-------- Data excerpts --------

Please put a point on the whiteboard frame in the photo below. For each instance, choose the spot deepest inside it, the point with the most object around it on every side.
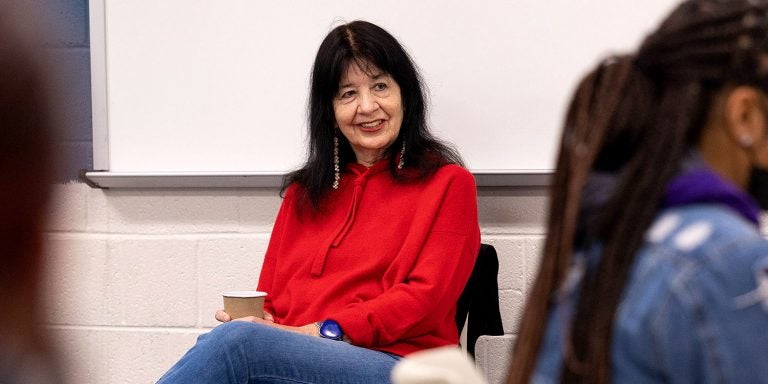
(101, 177)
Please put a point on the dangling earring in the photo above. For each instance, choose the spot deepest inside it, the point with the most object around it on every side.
(746, 141)
(336, 175)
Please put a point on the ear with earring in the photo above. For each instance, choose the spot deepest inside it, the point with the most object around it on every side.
(746, 141)
(336, 174)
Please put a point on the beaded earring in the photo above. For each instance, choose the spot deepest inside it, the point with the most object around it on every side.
(336, 175)
(401, 163)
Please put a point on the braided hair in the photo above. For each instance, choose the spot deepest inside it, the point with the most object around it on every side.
(632, 114)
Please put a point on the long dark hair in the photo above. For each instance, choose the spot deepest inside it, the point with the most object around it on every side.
(365, 44)
(635, 116)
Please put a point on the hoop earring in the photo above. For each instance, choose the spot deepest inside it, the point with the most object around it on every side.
(336, 175)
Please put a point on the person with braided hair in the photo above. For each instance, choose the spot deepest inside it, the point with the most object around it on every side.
(654, 268)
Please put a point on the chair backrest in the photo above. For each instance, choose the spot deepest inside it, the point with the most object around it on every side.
(478, 304)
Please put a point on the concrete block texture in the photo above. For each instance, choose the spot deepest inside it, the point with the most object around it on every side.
(120, 355)
(492, 355)
(227, 264)
(135, 275)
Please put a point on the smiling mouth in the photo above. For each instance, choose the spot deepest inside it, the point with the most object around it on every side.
(372, 124)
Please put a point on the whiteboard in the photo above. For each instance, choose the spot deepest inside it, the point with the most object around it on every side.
(184, 86)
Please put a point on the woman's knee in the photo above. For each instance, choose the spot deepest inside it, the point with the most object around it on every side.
(234, 333)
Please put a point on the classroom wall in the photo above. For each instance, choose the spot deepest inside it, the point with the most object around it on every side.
(134, 275)
(68, 42)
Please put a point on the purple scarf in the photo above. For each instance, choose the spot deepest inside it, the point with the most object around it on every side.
(703, 185)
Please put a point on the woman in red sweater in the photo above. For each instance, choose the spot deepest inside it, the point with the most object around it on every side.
(374, 241)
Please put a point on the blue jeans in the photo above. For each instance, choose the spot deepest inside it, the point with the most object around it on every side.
(242, 352)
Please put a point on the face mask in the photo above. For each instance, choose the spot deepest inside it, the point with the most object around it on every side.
(758, 186)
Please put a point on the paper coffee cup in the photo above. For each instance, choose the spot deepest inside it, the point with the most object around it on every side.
(244, 303)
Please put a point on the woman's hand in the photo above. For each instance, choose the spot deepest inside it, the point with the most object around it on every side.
(309, 329)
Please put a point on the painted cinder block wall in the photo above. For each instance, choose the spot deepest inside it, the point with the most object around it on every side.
(135, 275)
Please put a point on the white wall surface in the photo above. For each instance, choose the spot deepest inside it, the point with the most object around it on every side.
(135, 275)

--------

# Brief
Would you set down the entries exactly as given, minus their pictures?

# Task response
Please put a point on the whiteboard frame in the photo below. For each instance, choose the spot deepest inside it, the point with the most object around it on every side.
(101, 177)
Please put a point on the dangling earring in the photo above. For each instance, choose the spot deepest inside it, the point with the most object around it on every side.
(746, 141)
(336, 175)
Please put a point on the ear with earring in the photo above. For each instance, choose the spot deepest inside it, the point with the most object around it on every side.
(746, 141)
(336, 174)
Please put a point on the beaded earring in the photo above. For each instance, choose the spot deepest inside it, the point with the most object around it on every side.
(336, 175)
(401, 163)
Please put a point on the braided hair in the photo above. For each instance, choose the spot deepest inside it, the point with the most object around it on every side.
(632, 114)
Please put a point on the long dark hair in the photo above. For each instance, choose the spot deepest inside it, the point with the most object around it on every side.
(365, 44)
(635, 116)
Please put a point on the hoop earring in the photo above. For each instance, choose the spot deepest inside it, the point with the most object around it on every side.
(336, 175)
Please put a point on the person with braided hair in the photo above. For each instance, choose the spot deepest inside it, the point with the most object around it on every side.
(654, 268)
Please put a point on the chair backrest in the photo above. For each instance, choose the spot deepest inside it, the point with the most object around it on every side.
(478, 304)
Please put a point on the concrete block texture in the photo above. For each instance, choose the spot deepest inside it, the point with the most object around it on every side.
(120, 355)
(492, 355)
(227, 264)
(135, 275)
Please put a point on the smiling mouth in the photo above. For each instance, choose the spot deepest inside it, the point with the most object around it on every side.
(372, 124)
Please put a point on the whiteboard in the photo above. For each instance, choose the spot deepest inside it, the point with the most object around it on every side.
(184, 86)
Please put a point on the woman's knee in the photo above. For each instance, choose the spot deepest inside it, the point with the most object around it on every side.
(234, 333)
Please put a point on the classroom wall in the photo above. For each instance, choose the spot deepest inside it, the point with the most object around it on every side.
(134, 275)
(68, 42)
Please put a point on the purple scarf in the photo above. For each instance, choose the spot deepest inside it, the point with the most object around it on every side.
(703, 185)
Please put a point on the woman in red sweater in the photo above. For each instance, choose the spot deepest inside it, the point with the most object around it on every side.
(374, 241)
Please put a point on the blue jeans in the photo above. For each instance, choose the spot deepest inside it, the point with the most object around it on every side.
(242, 352)
Please put a point on the face mask in the photo above. For each instance, choose the spot deepest inside it, the point with the most object around it on every side.
(758, 186)
Please put a point on the paper coffee cup in the photo above. For each instance, choose the spot deepest inside it, the point with the most object around it on every side.
(244, 303)
Please put a point on the woman's hand in the photo above. For each instance, choose the spot deepest inside it, the point with the most object around it on every side.
(309, 329)
Please put a point on the painted cinder block wall in the photo above. For each instance, choose the spot deepest inside it, the point with the most object around it on every side.
(135, 275)
Please put a point on the white wall surface in the photo above. For each instance, choose the spot deepest inside it, the point with the most object around it on every side.
(135, 275)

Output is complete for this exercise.